[begin INFORMATION GIVEN]
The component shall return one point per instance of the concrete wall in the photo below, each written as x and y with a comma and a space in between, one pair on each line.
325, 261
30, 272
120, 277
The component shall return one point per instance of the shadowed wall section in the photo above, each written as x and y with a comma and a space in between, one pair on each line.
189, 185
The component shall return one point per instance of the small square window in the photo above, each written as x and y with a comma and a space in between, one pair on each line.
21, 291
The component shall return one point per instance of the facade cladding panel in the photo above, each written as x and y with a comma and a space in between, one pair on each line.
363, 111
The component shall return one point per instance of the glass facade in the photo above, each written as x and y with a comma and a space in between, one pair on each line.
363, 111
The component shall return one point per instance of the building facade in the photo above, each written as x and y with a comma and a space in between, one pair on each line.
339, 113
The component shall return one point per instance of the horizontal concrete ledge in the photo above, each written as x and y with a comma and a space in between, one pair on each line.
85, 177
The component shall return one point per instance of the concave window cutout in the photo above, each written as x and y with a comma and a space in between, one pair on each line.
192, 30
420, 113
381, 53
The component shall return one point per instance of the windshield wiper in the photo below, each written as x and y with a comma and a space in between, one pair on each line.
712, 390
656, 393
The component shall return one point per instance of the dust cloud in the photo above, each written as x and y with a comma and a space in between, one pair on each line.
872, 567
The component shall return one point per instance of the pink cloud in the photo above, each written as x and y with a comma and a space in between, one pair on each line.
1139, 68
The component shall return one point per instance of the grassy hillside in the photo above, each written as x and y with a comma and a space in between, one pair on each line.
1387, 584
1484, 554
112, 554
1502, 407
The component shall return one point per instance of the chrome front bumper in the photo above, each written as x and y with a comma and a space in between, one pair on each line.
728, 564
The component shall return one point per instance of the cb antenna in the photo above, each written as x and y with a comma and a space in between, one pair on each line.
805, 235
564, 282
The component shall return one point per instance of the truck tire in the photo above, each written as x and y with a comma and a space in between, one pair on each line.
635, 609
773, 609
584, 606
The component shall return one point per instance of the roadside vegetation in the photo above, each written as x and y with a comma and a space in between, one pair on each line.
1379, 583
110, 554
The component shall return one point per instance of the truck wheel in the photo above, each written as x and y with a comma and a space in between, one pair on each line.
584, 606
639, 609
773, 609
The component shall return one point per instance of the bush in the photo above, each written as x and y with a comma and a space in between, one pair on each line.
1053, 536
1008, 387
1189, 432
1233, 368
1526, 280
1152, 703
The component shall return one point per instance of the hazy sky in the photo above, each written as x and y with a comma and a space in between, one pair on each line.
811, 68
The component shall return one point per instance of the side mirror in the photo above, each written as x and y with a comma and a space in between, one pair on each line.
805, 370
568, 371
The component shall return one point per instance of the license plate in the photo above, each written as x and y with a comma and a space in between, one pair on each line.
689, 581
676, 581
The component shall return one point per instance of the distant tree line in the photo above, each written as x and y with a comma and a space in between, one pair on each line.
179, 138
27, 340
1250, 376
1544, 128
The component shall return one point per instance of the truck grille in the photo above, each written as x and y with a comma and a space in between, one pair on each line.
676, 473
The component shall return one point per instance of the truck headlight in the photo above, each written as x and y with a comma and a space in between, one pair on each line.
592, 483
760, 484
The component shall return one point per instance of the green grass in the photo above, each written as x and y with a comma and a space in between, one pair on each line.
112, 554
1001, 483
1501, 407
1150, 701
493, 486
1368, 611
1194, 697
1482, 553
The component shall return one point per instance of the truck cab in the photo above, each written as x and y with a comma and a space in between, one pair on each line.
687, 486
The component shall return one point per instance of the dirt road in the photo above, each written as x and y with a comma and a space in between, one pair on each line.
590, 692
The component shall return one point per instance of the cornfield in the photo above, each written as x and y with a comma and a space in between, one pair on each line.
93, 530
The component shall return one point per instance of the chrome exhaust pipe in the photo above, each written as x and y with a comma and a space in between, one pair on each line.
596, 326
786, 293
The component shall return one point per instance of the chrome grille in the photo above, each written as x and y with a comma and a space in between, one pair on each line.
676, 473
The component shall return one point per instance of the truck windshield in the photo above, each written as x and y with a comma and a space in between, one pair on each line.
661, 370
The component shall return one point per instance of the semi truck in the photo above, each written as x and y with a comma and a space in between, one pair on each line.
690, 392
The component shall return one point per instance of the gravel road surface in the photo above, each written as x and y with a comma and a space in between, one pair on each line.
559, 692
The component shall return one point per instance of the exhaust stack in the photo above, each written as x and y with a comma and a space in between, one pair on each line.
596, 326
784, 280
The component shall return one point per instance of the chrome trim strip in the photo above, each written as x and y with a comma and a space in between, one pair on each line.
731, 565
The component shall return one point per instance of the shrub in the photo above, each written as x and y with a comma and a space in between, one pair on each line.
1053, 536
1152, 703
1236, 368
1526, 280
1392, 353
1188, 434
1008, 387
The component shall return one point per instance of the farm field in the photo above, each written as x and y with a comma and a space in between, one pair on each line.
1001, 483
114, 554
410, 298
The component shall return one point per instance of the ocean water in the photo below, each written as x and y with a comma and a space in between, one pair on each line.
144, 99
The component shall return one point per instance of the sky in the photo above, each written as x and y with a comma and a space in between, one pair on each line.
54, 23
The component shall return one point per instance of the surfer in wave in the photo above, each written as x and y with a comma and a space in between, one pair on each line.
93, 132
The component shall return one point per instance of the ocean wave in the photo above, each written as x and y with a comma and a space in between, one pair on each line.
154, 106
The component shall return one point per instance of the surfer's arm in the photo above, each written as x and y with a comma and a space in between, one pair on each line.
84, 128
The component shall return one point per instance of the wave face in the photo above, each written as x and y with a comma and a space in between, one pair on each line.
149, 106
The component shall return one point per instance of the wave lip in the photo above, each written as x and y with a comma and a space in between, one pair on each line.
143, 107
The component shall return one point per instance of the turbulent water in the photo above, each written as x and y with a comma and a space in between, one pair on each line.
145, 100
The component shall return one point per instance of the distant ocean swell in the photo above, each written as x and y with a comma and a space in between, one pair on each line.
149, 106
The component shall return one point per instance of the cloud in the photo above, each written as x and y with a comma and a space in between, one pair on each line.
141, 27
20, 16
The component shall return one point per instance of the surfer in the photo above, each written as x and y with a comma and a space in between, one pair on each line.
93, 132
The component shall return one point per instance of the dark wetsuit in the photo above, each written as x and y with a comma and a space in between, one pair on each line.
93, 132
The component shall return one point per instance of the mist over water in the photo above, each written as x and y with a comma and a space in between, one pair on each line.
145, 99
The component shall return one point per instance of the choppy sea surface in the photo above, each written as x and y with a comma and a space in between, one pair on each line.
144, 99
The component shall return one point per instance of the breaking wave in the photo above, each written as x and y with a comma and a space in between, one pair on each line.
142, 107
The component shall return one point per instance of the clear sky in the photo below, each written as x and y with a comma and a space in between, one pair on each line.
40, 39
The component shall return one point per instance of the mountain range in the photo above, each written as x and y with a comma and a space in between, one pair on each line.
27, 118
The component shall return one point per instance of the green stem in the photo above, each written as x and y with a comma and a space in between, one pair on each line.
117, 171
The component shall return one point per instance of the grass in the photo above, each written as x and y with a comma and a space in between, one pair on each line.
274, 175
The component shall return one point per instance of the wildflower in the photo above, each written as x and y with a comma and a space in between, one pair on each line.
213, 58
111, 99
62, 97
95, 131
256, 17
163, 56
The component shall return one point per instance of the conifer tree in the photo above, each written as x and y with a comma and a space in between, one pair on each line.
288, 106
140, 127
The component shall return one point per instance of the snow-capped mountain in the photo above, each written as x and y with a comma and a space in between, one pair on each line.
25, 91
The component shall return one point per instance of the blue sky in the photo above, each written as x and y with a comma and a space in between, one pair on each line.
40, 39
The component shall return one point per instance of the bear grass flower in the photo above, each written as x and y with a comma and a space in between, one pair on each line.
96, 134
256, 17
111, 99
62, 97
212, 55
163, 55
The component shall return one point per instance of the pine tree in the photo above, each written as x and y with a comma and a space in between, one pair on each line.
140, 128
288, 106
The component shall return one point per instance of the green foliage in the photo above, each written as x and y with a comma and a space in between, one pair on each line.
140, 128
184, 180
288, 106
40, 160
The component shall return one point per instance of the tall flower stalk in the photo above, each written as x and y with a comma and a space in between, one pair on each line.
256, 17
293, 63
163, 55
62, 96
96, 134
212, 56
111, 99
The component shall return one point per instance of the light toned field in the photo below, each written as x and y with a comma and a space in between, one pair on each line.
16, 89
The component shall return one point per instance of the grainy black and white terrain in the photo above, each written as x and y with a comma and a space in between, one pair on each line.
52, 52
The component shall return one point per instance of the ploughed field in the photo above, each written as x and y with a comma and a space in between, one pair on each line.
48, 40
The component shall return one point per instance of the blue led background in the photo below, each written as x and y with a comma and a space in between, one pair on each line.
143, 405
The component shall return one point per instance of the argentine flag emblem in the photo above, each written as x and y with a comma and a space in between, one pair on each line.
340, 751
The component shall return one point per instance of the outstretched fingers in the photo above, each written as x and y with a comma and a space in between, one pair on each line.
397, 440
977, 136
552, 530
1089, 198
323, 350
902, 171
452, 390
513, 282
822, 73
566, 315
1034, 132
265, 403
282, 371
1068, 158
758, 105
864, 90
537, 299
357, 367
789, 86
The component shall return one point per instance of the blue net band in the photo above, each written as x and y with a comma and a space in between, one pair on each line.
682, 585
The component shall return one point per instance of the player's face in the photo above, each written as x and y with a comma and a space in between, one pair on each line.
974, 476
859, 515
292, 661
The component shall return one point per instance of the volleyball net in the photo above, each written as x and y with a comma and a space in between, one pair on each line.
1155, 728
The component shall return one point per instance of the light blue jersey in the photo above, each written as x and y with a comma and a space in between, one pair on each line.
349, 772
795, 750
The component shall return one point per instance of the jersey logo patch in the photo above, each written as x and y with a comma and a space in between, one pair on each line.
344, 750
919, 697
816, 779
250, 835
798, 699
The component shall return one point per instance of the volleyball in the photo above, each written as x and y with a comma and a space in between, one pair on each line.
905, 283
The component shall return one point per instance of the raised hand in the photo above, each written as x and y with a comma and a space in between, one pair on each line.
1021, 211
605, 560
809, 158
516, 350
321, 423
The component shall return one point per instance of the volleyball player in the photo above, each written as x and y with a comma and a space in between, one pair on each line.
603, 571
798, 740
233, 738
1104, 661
[end INFORMATION GIVEN]
§ **SET PROBLEM**
Send back exactly the lines from the line with "The component shall return one point per instance of the raised" through the end of the records.

§ **FULL OUTPUT**
The component shall return one point per instance of the raised hand in the photo above, each written as x and y with a comma and a space in between, one pair on each line.
1021, 211
605, 560
809, 158
516, 350
321, 423
The component shall return one point per instance of the volleyball player in the photo above, each written as x and y with a comma and a space in between, one pair on each line.
603, 571
798, 740
233, 738
1104, 661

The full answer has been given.